[Action item]:
Please retype the listing below, matching every line exactly.

§

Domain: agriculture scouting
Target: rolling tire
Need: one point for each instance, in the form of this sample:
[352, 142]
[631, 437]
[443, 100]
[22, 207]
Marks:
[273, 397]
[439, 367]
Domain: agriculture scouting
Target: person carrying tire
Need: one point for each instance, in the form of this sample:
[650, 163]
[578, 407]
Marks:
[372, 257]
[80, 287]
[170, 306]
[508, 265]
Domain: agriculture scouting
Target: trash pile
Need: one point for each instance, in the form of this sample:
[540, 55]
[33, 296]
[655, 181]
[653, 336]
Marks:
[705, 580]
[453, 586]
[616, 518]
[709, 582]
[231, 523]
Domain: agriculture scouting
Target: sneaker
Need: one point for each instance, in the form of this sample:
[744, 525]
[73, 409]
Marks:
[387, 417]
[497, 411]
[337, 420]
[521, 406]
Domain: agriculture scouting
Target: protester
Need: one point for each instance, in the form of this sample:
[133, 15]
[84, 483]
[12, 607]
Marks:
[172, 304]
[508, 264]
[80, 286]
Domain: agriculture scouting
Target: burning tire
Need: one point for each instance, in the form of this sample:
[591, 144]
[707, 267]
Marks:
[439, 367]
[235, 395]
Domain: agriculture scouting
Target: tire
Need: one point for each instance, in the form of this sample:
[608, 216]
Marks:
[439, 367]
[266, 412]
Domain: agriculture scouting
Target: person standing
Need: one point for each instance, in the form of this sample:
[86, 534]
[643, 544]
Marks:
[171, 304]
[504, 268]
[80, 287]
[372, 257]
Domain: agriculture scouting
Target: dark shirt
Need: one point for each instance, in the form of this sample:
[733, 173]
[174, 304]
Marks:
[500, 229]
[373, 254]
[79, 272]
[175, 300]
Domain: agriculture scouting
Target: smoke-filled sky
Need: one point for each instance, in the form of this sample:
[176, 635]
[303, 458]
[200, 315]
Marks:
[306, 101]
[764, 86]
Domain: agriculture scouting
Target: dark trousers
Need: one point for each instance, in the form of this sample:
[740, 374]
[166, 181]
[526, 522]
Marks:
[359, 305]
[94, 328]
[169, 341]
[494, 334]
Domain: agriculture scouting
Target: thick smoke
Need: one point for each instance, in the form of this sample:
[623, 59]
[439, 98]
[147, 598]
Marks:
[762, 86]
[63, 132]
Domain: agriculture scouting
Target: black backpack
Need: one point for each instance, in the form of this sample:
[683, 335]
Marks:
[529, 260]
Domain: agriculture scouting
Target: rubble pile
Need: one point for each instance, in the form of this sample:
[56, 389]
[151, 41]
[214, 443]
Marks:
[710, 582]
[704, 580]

§

[Solution to this problem]:
Domain: agriculture scouting
Target: rolling tire
Need: one point for each instance, in the form of this sample:
[352, 142]
[631, 437]
[443, 100]
[22, 207]
Marks:
[273, 397]
[439, 367]
Domain: agriculture scouting
Target: person carrying tire
Need: one point for each instance, in the form of this sample:
[650, 163]
[578, 407]
Marks:
[372, 257]
[80, 287]
[170, 306]
[508, 265]
Domain: agriculture scouting
Target: trash pile
Need: one point for each instance, in the form of this sample:
[540, 55]
[33, 296]
[655, 181]
[653, 336]
Marks:
[705, 580]
[453, 586]
[616, 518]
[709, 582]
[231, 523]
Domain: agriculture scouting
Target: sneaker
Need: one point for each instance, in the form of this sample:
[744, 525]
[73, 409]
Marks:
[387, 417]
[497, 411]
[337, 420]
[521, 406]
Domain: agriculture scouting
Target: protester
Need: one point for each instance, in the form of this sample:
[133, 15]
[84, 483]
[12, 607]
Marks:
[172, 304]
[508, 264]
[80, 286]
Domain: agriculture scouting
Target: burning tire
Need: one point for each instance, in the form of this sample:
[591, 144]
[707, 267]
Marks:
[439, 367]
[235, 395]
Domain: agriculture scouting
Target: tire
Need: one point for each instance, in the form of this sample:
[608, 216]
Marks:
[439, 367]
[266, 412]
Domain: agriculture scouting
Target: person standing
Need: one point for each instance, in the form of this sample:
[86, 534]
[643, 544]
Marks:
[171, 304]
[504, 268]
[80, 287]
[372, 257]
Domain: agriculture scouting
Target: dark shirt
Need: one point for each instance, in the form of this sample:
[733, 173]
[174, 304]
Marks:
[500, 229]
[373, 254]
[79, 272]
[175, 300]
Domain: agriculture scouting
Target: smoke-filled sky
Need: one point for each instance, in the form of this sample:
[176, 635]
[303, 458]
[200, 315]
Marks:
[306, 101]
[764, 86]
Domain: agriculture scouting
Target: dark trousers
Need: one point for each instance, in the form of this sample:
[740, 374]
[166, 181]
[526, 522]
Marks:
[359, 305]
[94, 328]
[169, 341]
[494, 334]
Domain: agriculture scouting
Target: thick smoke
Need: one point for each instance, in the form of this sample:
[623, 59]
[439, 98]
[147, 598]
Marks:
[762, 86]
[63, 132]
Domain: agriculture scouting
Target: black backpack
Need: one point for each instance, in the form of this sample:
[683, 335]
Marks:
[529, 260]
Domain: agriculture scouting
Target: rubble pile
Need: one point for each instance, in the form of this sample:
[56, 389]
[151, 41]
[214, 443]
Marks:
[710, 582]
[704, 580]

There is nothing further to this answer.